AIM OF THE TASK
Look for the word "positive" in the entries and copy each line where it appears.

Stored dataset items
.....

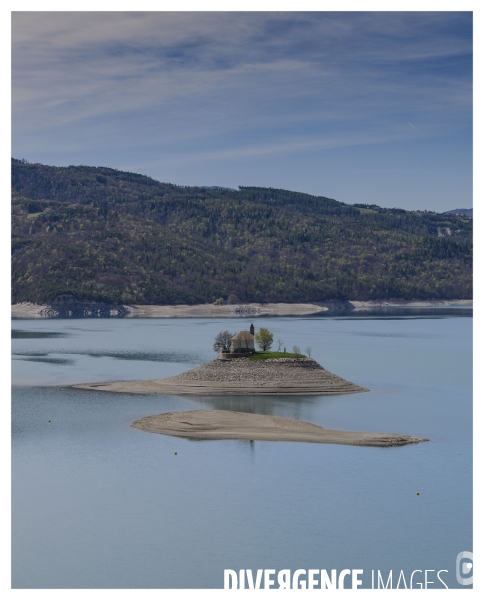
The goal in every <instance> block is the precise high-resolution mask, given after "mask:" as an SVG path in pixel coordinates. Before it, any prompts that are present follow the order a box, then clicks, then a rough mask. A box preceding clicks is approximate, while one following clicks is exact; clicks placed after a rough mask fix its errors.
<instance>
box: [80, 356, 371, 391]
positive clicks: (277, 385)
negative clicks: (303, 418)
mask: <svg viewBox="0 0 484 600" xmlns="http://www.w3.org/2000/svg"><path fill="white" fill-rule="evenodd" d="M73 387H76V388H79V389H86V390H97V391H105V392H125V393H131V394H167V395H203V396H207V395H208V396H220V395H223V396H227V395H229V396H230V395H233V396H248V395H257V396H261V395H291V396H294V395H299V396H301V395H303V396H306V395H318V396H322V395H323V396H324V395H334V394H354V393H358V392H367V391H368V389H367V388H364V387H361V386H359V385H356V384H354V383H351V382H350V381H347V380H346V379H343V378H342V377H339V376H338V375H335V374H334V373H331V372H330V371H327V370H326V369H324V368H323V367H322V366H321V365H320V364H319V363H318V362H316V361H315V360H314V359H312V358H276V359H267V360H251V359H249V358H235V359H227V360H226V359H223V360H220V359H215V360H212V361H210V362H208V363H206V364H204V365H201V366H200V367H196V368H194V369H190V370H189V371H185V372H183V373H180V374H179V375H175V376H173V377H165V378H164V379H151V380H147V381H113V382H107V383H90V384H79V385H75V386H73Z"/></svg>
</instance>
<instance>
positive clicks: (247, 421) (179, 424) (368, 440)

.....

TASK RESULT
positive clicks: (277, 385)
positive clicks: (247, 421) (179, 424) (368, 440)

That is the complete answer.